== Task details ==
All lines with the word "hill" in the material below are required.

== Supplied data ==
↓↓↓

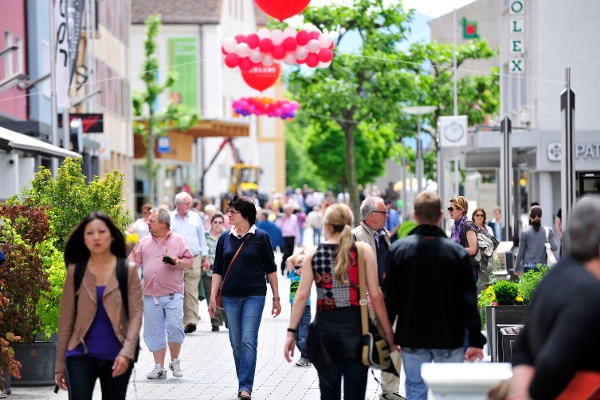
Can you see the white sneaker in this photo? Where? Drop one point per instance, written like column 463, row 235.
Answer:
column 158, row 373
column 175, row 366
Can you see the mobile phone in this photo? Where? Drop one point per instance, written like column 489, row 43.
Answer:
column 168, row 260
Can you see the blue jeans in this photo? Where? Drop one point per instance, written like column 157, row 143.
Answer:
column 355, row 380
column 302, row 332
column 316, row 236
column 82, row 372
column 243, row 318
column 412, row 358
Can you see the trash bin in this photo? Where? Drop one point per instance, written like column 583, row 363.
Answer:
column 508, row 335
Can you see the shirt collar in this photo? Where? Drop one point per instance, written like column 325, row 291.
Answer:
column 233, row 231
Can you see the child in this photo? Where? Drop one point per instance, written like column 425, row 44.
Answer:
column 294, row 266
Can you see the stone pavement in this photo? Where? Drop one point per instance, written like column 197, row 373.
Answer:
column 209, row 370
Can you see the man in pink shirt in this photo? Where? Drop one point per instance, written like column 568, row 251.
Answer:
column 164, row 256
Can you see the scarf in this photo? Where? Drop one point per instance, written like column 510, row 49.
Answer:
column 457, row 228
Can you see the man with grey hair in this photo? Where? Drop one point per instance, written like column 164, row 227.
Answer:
column 373, row 215
column 164, row 256
column 560, row 336
column 191, row 226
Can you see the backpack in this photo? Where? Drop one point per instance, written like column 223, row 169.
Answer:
column 483, row 260
column 122, row 272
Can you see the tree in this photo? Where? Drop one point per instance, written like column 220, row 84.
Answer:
column 366, row 92
column 148, row 123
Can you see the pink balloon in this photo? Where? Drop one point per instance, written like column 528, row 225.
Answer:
column 312, row 60
column 232, row 60
column 302, row 37
column 265, row 45
column 252, row 40
column 290, row 44
column 245, row 64
column 278, row 52
column 325, row 55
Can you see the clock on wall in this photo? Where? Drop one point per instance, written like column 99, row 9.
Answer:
column 454, row 132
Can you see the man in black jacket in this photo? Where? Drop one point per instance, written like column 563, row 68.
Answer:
column 561, row 332
column 429, row 286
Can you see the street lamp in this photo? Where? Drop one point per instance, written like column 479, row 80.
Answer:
column 418, row 111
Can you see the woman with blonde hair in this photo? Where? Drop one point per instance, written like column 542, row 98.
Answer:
column 335, row 335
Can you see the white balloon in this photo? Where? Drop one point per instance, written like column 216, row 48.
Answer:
column 242, row 50
column 313, row 45
column 263, row 33
column 290, row 31
column 255, row 55
column 325, row 41
column 290, row 58
column 268, row 60
column 277, row 37
column 229, row 44
column 301, row 52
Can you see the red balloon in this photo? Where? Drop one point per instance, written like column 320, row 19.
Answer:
column 302, row 37
column 290, row 44
column 278, row 52
column 261, row 78
column 282, row 9
column 325, row 55
column 312, row 60
column 265, row 45
column 252, row 40
column 245, row 64
column 232, row 60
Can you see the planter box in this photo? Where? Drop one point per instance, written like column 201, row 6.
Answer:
column 38, row 371
column 500, row 317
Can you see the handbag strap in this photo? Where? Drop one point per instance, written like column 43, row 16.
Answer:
column 362, row 288
column 232, row 260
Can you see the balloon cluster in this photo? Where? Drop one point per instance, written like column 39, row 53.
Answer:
column 283, row 108
column 265, row 47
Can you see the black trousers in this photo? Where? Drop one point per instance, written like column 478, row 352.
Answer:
column 288, row 249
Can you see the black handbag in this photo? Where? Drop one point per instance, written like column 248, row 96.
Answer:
column 375, row 352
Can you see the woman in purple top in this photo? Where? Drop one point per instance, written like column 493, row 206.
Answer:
column 98, row 333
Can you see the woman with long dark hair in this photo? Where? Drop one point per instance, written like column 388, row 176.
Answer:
column 532, row 243
column 98, row 334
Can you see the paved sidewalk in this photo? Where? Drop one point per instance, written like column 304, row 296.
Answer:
column 209, row 370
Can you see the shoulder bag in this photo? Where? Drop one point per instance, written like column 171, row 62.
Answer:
column 375, row 352
column 219, row 296
column 550, row 257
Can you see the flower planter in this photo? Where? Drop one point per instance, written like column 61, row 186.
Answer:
column 497, row 317
column 38, row 371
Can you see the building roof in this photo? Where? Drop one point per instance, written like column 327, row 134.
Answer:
column 177, row 11
column 185, row 11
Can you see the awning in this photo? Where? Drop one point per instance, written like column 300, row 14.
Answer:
column 219, row 128
column 10, row 140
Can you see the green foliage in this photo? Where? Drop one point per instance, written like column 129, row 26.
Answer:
column 529, row 282
column 405, row 228
column 148, row 123
column 506, row 293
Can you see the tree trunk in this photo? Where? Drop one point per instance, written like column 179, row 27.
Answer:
column 351, row 171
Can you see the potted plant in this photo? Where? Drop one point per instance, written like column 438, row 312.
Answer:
column 505, row 303
column 66, row 199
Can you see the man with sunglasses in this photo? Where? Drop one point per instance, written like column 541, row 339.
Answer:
column 371, row 230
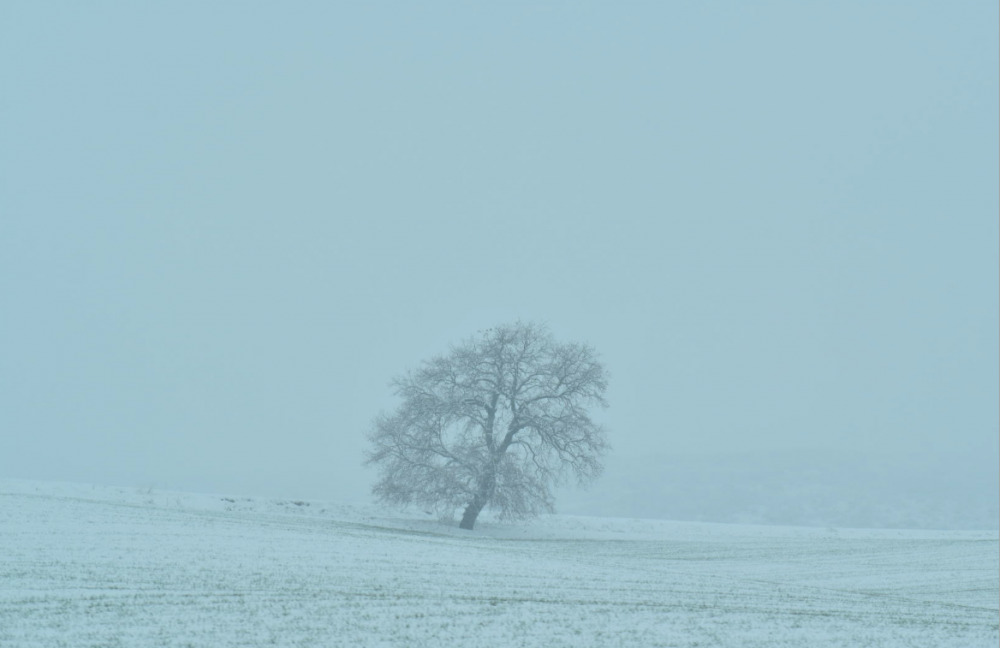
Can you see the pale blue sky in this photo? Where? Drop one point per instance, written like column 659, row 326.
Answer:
column 225, row 226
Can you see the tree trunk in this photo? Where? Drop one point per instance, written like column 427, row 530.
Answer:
column 472, row 512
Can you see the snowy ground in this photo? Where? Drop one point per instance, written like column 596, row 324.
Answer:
column 97, row 566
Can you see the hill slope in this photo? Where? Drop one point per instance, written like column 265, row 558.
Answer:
column 92, row 566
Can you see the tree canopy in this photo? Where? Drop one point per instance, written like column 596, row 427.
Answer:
column 495, row 422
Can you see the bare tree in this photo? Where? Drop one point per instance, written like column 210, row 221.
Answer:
column 497, row 421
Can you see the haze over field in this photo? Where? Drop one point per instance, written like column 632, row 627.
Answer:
column 225, row 226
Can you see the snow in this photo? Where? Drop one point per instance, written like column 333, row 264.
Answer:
column 95, row 566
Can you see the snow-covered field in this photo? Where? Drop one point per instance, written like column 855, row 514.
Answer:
column 96, row 566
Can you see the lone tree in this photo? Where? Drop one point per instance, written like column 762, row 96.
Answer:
column 496, row 421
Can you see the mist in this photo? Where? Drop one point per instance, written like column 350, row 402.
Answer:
column 224, row 228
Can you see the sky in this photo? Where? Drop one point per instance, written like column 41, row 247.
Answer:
column 225, row 226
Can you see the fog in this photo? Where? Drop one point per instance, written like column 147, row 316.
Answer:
column 224, row 227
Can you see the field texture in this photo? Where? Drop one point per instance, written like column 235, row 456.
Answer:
column 83, row 566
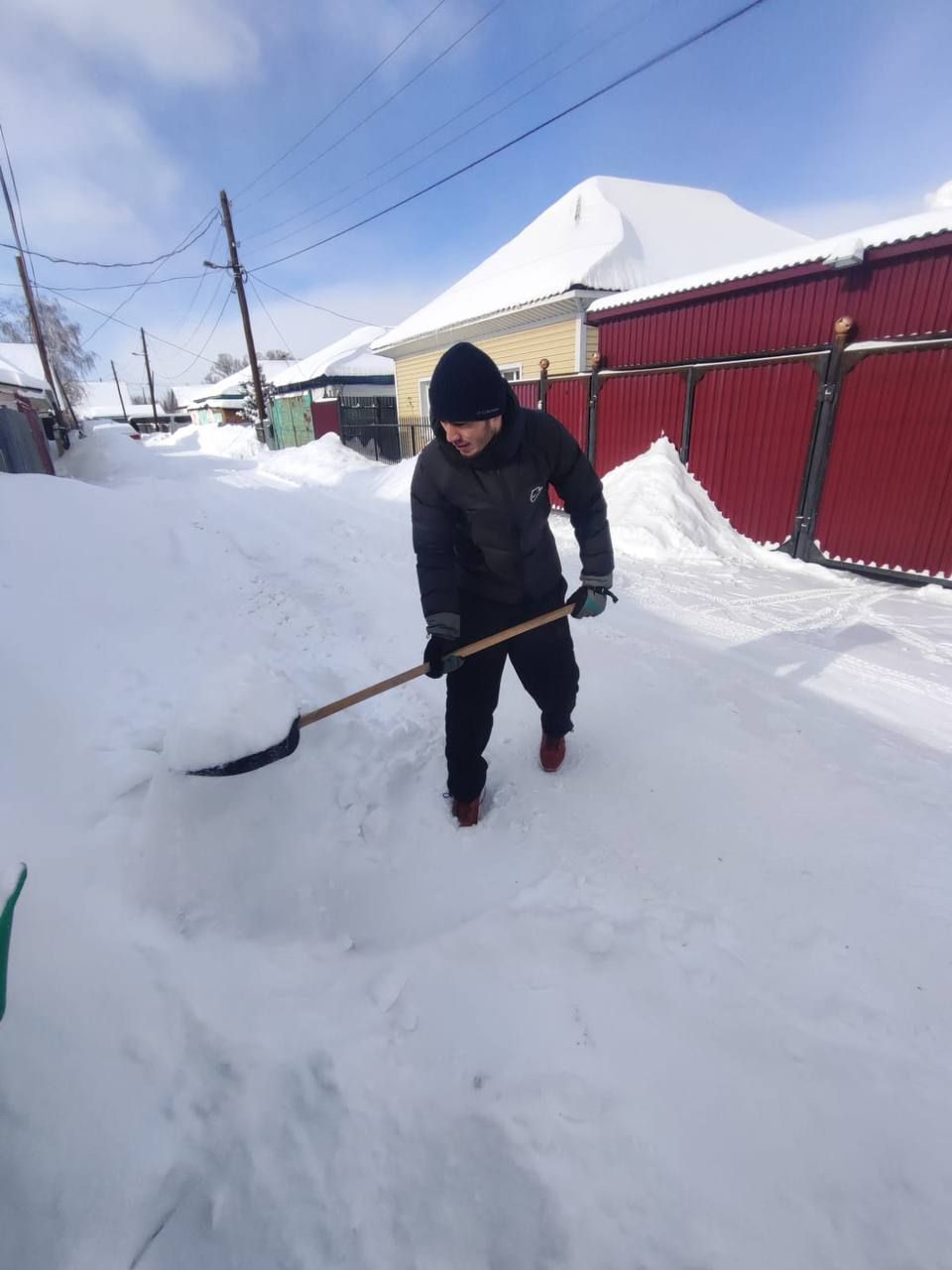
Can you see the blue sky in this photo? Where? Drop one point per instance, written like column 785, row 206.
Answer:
column 821, row 116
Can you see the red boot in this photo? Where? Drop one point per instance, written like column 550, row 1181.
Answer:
column 551, row 753
column 467, row 813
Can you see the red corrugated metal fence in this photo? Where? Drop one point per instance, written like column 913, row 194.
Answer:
column 634, row 411
column 527, row 393
column 888, row 498
column 749, row 443
column 326, row 417
column 569, row 402
column 888, row 298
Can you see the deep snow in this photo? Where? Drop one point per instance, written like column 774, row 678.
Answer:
column 685, row 1003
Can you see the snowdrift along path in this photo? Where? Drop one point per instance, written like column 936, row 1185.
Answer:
column 685, row 1003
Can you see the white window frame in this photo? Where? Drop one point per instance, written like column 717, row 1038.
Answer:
column 424, row 398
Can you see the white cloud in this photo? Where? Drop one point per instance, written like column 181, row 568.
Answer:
column 379, row 303
column 941, row 198
column 178, row 41
column 842, row 214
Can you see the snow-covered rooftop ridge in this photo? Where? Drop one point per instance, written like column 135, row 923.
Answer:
column 348, row 356
column 21, row 366
column 185, row 393
column 102, row 400
column 606, row 234
column 902, row 230
column 232, row 385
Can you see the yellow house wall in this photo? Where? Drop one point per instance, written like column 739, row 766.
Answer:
column 524, row 348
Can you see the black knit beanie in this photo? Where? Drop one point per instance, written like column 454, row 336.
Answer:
column 466, row 385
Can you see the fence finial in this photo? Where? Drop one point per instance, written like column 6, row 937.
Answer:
column 843, row 330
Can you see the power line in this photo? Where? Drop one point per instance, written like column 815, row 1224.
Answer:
column 137, row 286
column 145, row 282
column 19, row 204
column 466, row 132
column 358, row 321
column 200, row 282
column 531, row 132
column 121, row 321
column 382, row 105
column 216, row 293
column 199, row 356
column 426, row 136
column 343, row 99
column 203, row 225
column 267, row 314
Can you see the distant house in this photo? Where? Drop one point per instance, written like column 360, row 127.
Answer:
column 311, row 397
column 100, row 399
column 225, row 402
column 24, row 400
column 529, row 300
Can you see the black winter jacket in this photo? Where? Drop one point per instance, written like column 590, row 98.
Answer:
column 481, row 525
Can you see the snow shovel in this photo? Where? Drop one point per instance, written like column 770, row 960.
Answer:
column 289, row 744
column 9, row 903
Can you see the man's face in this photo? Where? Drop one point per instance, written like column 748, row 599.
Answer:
column 471, row 439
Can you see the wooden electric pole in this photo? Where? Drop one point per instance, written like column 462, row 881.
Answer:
column 125, row 413
column 149, row 376
column 35, row 318
column 44, row 356
column 245, row 318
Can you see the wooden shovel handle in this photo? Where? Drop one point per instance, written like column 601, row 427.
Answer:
column 407, row 676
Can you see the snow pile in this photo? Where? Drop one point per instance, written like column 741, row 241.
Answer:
column 298, row 1019
column 658, row 512
column 325, row 461
column 239, row 708
column 348, row 356
column 229, row 441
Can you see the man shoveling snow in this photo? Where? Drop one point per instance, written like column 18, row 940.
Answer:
column 486, row 559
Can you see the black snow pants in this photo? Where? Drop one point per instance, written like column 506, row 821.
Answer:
column 544, row 662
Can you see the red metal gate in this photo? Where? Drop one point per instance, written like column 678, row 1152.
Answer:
column 888, row 495
column 569, row 402
column 749, row 440
column 326, row 417
column 634, row 411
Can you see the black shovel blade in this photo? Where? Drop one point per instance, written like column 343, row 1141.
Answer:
column 252, row 762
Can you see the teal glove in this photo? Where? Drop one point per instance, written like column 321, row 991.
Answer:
column 590, row 601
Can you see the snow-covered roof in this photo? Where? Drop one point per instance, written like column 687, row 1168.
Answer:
column 606, row 234
column 220, row 403
column 234, row 385
column 100, row 399
column 22, row 367
column 838, row 246
column 185, row 393
column 349, row 356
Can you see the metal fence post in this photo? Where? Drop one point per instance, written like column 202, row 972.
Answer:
column 821, row 443
column 593, row 408
column 692, row 381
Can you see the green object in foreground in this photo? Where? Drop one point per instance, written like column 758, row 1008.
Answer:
column 5, row 928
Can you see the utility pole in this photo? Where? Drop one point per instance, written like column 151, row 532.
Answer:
column 245, row 318
column 125, row 413
column 44, row 356
column 35, row 317
column 149, row 376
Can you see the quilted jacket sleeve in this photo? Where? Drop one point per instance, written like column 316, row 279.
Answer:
column 433, row 526
column 580, row 489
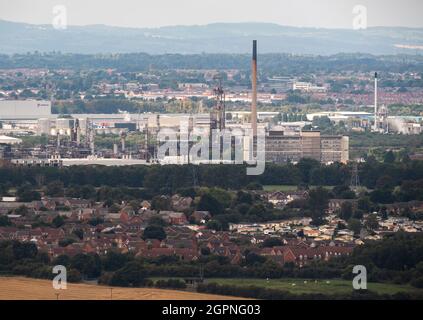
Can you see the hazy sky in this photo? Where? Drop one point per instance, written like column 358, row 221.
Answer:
column 153, row 13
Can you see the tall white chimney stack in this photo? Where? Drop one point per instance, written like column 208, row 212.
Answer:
column 376, row 124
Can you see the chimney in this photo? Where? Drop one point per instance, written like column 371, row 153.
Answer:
column 376, row 125
column 254, row 90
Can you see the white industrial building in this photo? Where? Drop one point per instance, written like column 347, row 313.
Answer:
column 24, row 109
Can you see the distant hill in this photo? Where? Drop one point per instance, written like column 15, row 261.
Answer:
column 212, row 38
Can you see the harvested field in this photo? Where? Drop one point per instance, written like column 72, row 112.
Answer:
column 19, row 288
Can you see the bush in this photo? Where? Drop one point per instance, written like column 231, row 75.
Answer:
column 417, row 283
column 171, row 283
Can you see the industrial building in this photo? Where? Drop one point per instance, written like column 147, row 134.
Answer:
column 281, row 148
column 24, row 109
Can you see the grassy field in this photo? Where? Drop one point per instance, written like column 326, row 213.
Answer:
column 300, row 286
column 287, row 188
column 19, row 288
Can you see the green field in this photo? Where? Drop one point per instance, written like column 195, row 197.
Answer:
column 299, row 286
column 287, row 188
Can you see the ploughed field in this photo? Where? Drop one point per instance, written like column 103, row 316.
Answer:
column 20, row 288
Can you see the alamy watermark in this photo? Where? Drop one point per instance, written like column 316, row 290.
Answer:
column 60, row 17
column 360, row 280
column 60, row 281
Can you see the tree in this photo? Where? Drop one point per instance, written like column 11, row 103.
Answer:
column 209, row 203
column 354, row 225
column 5, row 221
column 346, row 210
column 389, row 157
column 58, row 221
column 371, row 222
column 317, row 202
column 154, row 232
column 55, row 189
column 272, row 242
column 27, row 194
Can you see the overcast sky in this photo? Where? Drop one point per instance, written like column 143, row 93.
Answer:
column 154, row 13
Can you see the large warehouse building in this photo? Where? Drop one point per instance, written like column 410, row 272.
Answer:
column 24, row 109
column 308, row 144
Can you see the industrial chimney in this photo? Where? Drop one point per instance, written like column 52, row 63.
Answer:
column 254, row 90
column 376, row 125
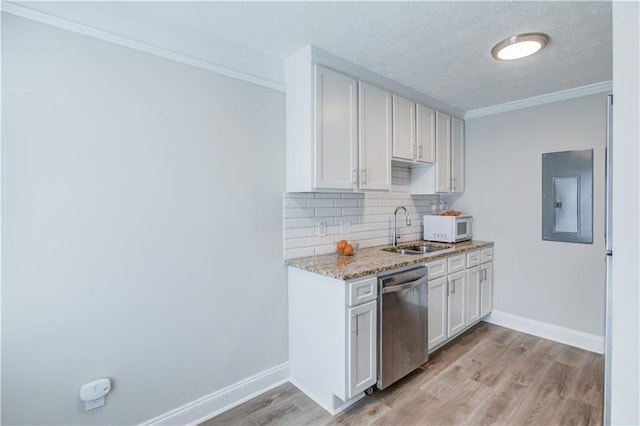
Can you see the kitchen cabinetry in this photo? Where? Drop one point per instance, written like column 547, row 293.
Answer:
column 460, row 294
column 479, row 284
column 413, row 131
column 332, row 337
column 449, row 153
column 486, row 281
column 447, row 173
column 425, row 134
column 338, row 131
column 374, row 126
column 404, row 129
column 447, row 298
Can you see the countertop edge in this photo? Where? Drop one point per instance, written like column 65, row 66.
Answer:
column 374, row 260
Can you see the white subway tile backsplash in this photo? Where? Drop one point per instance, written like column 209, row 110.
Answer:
column 330, row 211
column 320, row 202
column 369, row 216
column 346, row 202
column 297, row 213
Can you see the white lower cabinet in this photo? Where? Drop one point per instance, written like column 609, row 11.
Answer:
column 437, row 311
column 447, row 299
column 332, row 337
column 460, row 294
column 486, row 288
column 362, row 360
column 457, row 284
column 473, row 294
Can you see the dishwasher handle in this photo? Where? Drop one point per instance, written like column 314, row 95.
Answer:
column 404, row 286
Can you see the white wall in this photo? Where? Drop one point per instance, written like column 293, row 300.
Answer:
column 556, row 283
column 142, row 229
column 625, row 378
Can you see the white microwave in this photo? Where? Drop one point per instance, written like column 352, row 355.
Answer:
column 448, row 229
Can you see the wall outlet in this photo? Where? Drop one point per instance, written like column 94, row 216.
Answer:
column 94, row 403
column 322, row 229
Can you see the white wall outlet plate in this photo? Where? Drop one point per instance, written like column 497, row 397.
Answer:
column 322, row 229
column 95, row 389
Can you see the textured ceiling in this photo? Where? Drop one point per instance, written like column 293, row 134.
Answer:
column 439, row 48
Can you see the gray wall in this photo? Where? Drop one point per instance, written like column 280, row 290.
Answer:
column 625, row 335
column 132, row 186
column 556, row 283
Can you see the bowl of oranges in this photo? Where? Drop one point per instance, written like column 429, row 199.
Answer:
column 347, row 248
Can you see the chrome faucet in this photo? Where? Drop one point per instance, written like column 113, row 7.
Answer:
column 395, row 235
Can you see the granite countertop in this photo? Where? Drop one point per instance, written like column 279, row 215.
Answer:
column 374, row 260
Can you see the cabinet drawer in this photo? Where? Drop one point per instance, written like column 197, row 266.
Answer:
column 486, row 255
column 473, row 258
column 437, row 269
column 457, row 263
column 363, row 291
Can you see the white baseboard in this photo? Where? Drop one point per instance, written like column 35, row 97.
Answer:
column 217, row 402
column 579, row 339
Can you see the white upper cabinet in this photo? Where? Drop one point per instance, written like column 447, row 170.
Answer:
column 443, row 152
column 447, row 173
column 343, row 132
column 457, row 155
column 425, row 134
column 336, row 149
column 413, row 131
column 374, row 138
column 404, row 129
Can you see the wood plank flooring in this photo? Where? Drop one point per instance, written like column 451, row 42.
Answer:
column 489, row 375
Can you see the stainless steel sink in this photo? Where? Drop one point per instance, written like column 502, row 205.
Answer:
column 417, row 249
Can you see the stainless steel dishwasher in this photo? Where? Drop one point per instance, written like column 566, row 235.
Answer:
column 402, row 324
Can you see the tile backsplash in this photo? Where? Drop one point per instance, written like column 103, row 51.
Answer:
column 362, row 217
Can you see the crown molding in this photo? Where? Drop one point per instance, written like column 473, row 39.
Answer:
column 250, row 76
column 577, row 92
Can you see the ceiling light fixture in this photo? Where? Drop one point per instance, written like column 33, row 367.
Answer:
column 519, row 46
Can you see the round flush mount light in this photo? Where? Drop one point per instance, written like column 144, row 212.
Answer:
column 519, row 46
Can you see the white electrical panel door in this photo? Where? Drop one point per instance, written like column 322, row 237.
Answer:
column 374, row 138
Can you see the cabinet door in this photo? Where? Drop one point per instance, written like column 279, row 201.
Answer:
column 375, row 138
column 486, row 288
column 404, row 128
column 457, row 155
column 361, row 348
column 425, row 134
column 437, row 311
column 456, row 308
column 443, row 154
column 473, row 295
column 336, row 130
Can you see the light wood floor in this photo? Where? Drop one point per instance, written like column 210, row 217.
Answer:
column 489, row 375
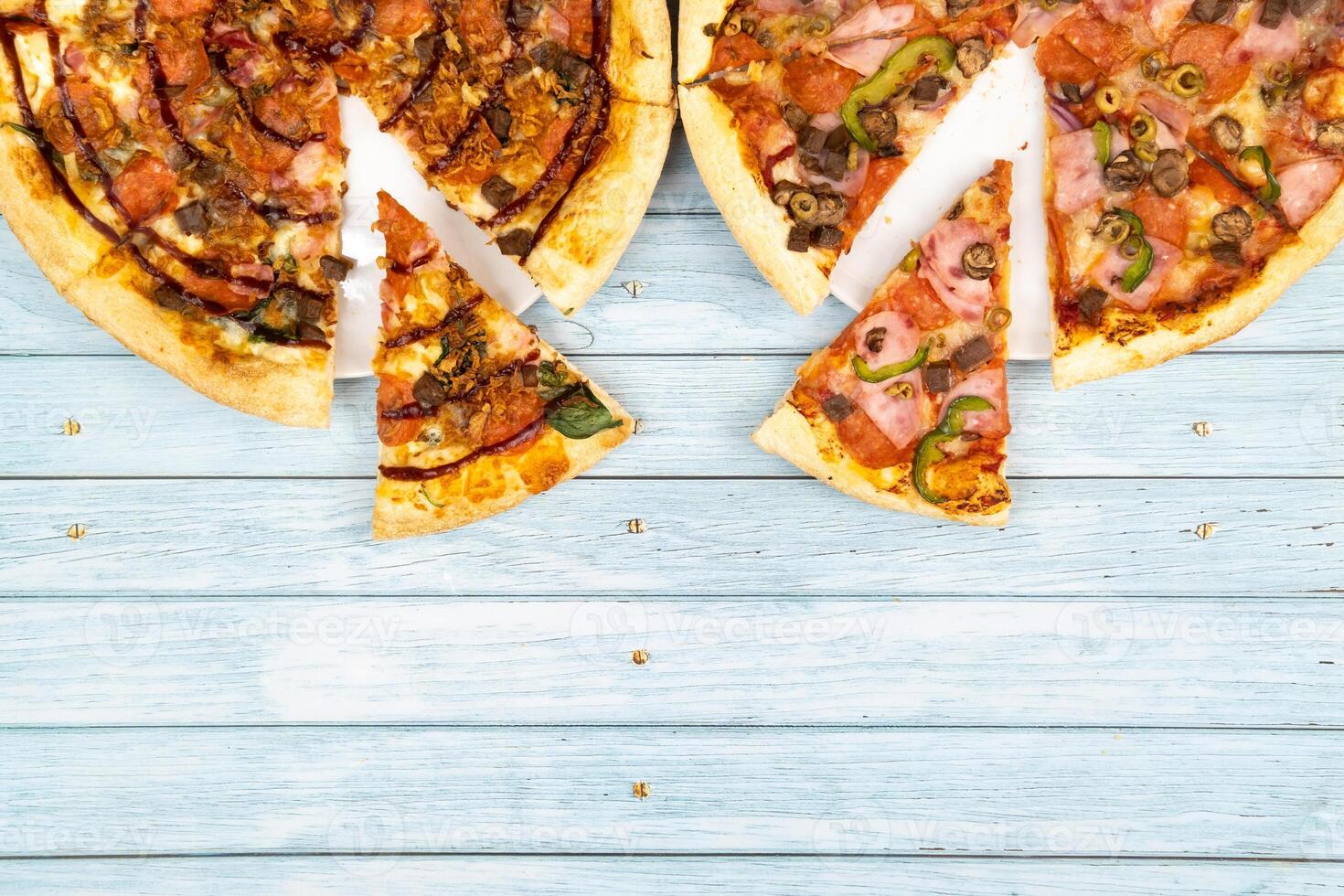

↑↑↑

== Task solution ==
Can you see the hill slope in this photo? Where? Drop one point per instance, written like column 265, row 558.
Can you see the distant hill in this photo? Where? Drop one point per instance, written like column 15, row 261.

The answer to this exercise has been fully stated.